■ Things to do
#1 From the passage on the Sorcova custom, list the abilities the sorcova is said to transmit to the person it is pointed at.
#2 Write a continuation of the passage on the Sorcova custom, starting right after its final sentence.
──────── Source passage
Sorcova is a Romanian popular custom, practiced on the morning of 1 January. This custom is very old and is spread throughout the country, being practiced mainly by children. Sorcova is also used to describe the object that characterizes this custom. It consists of a stick or twig decorated with artificial flowers of different colors, wherewith children tap their parents or acquaintances on the back in the morning of New Year, wishing them, in special verses, health and luck. When they begin to say the verses, sorcova is inclined in the direction of the person to whom they address all wishes, sorcova playing the role of a magic wand, endowed with the ability to transmit health, youth and fertility to the vised one; verses are very suggestive in this regard. The text of sorcova, reminiscent of a spell, merely reinforces the movement of sorcova.
────────────────
──────── Source data
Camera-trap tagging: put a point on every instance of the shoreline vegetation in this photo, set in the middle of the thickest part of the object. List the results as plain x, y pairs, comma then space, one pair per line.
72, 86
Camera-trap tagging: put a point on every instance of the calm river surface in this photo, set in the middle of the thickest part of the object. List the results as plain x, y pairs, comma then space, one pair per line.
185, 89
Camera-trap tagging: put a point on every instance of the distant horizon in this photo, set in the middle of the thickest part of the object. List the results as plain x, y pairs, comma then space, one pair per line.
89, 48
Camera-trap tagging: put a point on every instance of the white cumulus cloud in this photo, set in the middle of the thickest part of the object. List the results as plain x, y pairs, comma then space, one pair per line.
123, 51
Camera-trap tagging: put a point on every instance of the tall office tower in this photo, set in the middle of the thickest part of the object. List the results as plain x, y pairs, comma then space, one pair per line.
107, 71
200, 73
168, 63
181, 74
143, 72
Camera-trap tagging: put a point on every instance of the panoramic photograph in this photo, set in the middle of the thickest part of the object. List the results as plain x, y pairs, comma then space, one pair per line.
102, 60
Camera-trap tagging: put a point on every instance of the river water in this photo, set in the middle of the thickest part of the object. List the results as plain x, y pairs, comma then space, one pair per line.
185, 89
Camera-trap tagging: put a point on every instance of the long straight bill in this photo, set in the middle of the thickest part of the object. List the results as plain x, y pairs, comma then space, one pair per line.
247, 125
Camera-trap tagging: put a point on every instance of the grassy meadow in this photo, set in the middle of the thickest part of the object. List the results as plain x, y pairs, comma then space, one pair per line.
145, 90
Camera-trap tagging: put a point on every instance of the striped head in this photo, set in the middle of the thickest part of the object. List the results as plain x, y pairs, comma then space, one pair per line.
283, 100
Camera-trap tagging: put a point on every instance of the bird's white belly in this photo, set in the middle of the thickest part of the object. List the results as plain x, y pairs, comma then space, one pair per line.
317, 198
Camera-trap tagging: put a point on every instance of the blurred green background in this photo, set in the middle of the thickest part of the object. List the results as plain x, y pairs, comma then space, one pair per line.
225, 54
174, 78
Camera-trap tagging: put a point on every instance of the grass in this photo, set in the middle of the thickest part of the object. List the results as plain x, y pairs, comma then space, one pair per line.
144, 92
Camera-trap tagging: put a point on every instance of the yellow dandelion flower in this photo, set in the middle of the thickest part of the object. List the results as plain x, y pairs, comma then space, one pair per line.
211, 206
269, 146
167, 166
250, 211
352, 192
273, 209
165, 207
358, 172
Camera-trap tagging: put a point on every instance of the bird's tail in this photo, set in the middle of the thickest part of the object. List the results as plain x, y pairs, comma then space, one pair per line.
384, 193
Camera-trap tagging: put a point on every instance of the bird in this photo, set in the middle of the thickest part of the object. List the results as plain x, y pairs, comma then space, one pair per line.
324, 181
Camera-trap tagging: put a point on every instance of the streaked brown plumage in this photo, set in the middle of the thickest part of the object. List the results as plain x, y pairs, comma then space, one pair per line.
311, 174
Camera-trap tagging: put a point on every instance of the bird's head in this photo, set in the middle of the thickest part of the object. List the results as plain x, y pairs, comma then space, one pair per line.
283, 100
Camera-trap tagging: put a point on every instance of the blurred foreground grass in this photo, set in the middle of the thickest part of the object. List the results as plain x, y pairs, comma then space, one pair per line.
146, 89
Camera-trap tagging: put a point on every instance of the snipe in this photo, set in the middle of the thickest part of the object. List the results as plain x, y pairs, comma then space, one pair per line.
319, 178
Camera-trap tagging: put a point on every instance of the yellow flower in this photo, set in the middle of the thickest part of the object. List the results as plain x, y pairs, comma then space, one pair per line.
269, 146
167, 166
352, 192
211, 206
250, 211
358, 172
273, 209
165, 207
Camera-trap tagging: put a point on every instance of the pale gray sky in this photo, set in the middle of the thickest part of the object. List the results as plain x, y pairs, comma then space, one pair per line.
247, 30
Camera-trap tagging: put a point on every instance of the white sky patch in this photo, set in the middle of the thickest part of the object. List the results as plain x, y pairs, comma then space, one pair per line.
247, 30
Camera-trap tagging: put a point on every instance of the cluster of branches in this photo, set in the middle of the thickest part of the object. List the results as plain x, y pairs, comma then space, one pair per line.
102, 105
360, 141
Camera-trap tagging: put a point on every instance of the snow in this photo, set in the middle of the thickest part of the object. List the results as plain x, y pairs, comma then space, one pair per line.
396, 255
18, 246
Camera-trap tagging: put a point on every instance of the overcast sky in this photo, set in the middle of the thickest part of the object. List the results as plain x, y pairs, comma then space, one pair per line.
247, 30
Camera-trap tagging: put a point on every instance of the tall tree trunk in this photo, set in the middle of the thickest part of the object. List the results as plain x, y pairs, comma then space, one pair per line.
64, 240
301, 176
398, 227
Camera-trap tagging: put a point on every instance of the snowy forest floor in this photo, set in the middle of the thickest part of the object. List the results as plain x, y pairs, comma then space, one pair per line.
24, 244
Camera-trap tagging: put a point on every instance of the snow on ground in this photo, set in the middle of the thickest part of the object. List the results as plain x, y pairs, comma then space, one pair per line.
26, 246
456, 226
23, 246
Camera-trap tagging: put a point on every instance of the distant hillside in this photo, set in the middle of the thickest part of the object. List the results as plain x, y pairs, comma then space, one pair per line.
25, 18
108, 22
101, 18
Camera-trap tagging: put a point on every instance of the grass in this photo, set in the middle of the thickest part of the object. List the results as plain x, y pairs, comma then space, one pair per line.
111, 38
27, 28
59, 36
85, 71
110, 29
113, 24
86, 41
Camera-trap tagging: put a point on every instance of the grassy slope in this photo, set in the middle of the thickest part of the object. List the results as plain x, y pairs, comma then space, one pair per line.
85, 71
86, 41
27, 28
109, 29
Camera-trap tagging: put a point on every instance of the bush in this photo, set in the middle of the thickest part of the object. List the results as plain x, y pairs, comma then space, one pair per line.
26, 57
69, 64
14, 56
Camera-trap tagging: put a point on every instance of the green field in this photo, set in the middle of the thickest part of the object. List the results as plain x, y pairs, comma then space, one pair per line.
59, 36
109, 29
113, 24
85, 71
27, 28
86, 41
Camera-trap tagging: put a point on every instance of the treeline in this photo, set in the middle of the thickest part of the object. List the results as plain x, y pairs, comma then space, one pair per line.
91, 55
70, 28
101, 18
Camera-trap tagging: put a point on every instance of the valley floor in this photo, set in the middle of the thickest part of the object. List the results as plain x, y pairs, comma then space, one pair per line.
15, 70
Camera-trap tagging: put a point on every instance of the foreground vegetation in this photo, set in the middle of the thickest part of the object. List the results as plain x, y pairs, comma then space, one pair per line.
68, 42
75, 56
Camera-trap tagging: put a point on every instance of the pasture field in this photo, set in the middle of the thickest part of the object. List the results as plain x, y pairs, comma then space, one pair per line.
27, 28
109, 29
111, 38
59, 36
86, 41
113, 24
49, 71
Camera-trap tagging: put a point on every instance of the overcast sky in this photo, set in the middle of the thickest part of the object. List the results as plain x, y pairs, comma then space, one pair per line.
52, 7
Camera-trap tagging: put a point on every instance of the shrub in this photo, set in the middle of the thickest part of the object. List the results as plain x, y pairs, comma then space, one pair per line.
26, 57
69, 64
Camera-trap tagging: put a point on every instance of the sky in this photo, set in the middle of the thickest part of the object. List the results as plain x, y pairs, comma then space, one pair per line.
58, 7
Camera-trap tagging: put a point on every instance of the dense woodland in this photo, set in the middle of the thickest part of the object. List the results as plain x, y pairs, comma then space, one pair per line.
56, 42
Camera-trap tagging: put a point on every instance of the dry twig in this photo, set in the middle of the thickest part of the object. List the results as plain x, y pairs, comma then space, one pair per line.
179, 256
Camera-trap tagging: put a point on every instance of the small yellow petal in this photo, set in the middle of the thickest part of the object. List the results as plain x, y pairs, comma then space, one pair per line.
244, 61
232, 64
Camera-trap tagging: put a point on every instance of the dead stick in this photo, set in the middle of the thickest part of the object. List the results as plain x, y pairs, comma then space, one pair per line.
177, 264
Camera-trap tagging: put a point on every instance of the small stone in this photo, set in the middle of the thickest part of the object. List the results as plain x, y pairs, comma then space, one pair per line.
────────────────
■ Answers for the exercise
#1 health, youth, fertility

#2
== By region ==
This custom varies depending on the ethnographic region. In northern Transylvania, children go with sorcova from house to house, wishing health in exchange for local delicacies (cozonac, colac, apples, nuts). In urban areas, it is common for children to receive cash, candies or oranges.

An interesting form of custom can be found in the west of the country (village of Bucium, Bihor County). Children have a fir tree branch decorated with tinsel, candies and țingălău (bell). Whoever does not have a fir tree can go with a stick wrapped in tinsel, on which are held three or four țingălăi. When they enter the house, those with fir tree sing and those with the stick hit rhythmically the floor after melody. Commonly, every child has his sorcova. While reciting, sorcova is moved in the rhythm of versification, sometimes marked by the sound of the bell.

== Etymology ==
The term of sorcova comes from the Bulgarian word surov (tender green), allusion to the budded twig, broken from a tree, especially a fir tree. Some etymologists consider that sorcova derives from the Slavic word sorokŭ (forty): the recitative of sorcova consists of 40 syllabic groups corresponding to the 40 touches of sorcova.